*Data to process*:
# # #
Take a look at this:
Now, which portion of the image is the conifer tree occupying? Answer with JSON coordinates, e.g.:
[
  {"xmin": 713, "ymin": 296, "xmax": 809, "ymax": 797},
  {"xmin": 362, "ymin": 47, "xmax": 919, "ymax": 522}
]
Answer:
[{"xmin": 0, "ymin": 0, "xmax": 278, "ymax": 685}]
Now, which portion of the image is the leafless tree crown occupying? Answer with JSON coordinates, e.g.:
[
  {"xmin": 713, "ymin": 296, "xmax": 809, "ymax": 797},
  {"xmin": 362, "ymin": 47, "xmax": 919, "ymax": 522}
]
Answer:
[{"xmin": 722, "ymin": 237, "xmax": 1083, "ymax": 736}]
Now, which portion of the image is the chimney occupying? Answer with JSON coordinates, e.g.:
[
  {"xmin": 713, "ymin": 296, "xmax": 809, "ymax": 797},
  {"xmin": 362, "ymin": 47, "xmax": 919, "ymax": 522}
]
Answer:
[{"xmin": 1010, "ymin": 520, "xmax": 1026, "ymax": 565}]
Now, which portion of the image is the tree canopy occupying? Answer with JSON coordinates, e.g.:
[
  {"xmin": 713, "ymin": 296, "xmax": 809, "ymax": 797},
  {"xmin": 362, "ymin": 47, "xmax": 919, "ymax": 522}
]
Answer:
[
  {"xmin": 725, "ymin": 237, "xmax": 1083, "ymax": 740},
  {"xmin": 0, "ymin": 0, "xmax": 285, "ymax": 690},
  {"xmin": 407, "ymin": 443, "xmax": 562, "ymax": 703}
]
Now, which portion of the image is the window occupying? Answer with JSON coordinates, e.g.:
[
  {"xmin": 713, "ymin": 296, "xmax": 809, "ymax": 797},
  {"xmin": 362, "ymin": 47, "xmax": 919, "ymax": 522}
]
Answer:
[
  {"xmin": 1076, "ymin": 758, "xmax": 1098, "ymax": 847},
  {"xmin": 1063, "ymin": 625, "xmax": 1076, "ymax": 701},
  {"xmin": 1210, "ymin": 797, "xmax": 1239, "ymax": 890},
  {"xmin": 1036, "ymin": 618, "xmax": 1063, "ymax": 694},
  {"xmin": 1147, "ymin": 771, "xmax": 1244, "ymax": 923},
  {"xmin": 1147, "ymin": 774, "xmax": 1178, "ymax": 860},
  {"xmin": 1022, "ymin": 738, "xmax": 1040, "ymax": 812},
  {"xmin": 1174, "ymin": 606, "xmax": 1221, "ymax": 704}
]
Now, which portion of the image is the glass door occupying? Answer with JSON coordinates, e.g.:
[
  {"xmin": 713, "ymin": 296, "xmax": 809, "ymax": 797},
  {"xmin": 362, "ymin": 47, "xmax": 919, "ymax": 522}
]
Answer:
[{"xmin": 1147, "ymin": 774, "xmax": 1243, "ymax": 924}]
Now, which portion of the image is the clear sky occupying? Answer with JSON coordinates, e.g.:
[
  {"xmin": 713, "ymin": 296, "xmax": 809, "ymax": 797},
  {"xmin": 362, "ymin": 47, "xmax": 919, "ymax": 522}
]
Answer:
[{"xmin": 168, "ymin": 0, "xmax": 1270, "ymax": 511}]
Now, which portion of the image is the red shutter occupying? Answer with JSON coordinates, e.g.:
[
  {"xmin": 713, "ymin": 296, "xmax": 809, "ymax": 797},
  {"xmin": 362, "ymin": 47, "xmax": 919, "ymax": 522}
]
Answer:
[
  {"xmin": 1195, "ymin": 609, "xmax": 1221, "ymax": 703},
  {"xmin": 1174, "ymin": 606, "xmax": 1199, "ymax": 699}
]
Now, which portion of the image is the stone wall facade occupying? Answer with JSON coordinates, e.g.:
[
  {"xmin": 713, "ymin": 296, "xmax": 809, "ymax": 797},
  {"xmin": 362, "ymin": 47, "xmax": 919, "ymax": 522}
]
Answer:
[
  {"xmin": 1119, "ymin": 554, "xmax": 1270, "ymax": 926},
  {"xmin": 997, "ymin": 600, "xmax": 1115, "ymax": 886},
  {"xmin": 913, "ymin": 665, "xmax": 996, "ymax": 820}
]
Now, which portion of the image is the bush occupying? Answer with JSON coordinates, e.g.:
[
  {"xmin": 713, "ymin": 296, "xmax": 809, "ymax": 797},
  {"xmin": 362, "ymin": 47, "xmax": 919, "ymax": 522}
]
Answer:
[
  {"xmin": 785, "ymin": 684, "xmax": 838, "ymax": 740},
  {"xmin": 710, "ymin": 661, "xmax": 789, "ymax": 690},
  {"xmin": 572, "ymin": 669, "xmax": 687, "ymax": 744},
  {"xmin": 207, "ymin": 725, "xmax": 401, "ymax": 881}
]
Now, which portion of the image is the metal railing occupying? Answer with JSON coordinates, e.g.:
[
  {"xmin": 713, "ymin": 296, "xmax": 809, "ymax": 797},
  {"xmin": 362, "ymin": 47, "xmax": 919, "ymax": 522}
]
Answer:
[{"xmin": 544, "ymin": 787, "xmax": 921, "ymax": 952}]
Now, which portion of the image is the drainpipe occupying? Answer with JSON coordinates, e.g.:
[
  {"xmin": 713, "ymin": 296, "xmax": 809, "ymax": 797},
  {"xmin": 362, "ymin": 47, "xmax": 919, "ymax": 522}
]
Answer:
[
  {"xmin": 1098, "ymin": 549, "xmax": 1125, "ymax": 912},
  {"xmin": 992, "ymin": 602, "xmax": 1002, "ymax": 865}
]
# # #
*Task details*:
Starting at the line containing "Now, which portion of the image is the drainpipe" and ending at the last line of the items, rewrite that stretch with "drainpipe" changed to "downspout" and everything else kept the same.

*Full output*:
Now, which portion of the image is the downspout occupying? Answer with JSON coordinates, e.g.:
[
  {"xmin": 713, "ymin": 296, "xmax": 809, "ymax": 797},
  {"xmin": 362, "ymin": 47, "xmax": 919, "ymax": 522}
]
Answer:
[
  {"xmin": 1098, "ymin": 549, "xmax": 1125, "ymax": 912},
  {"xmin": 992, "ymin": 602, "xmax": 1002, "ymax": 865}
]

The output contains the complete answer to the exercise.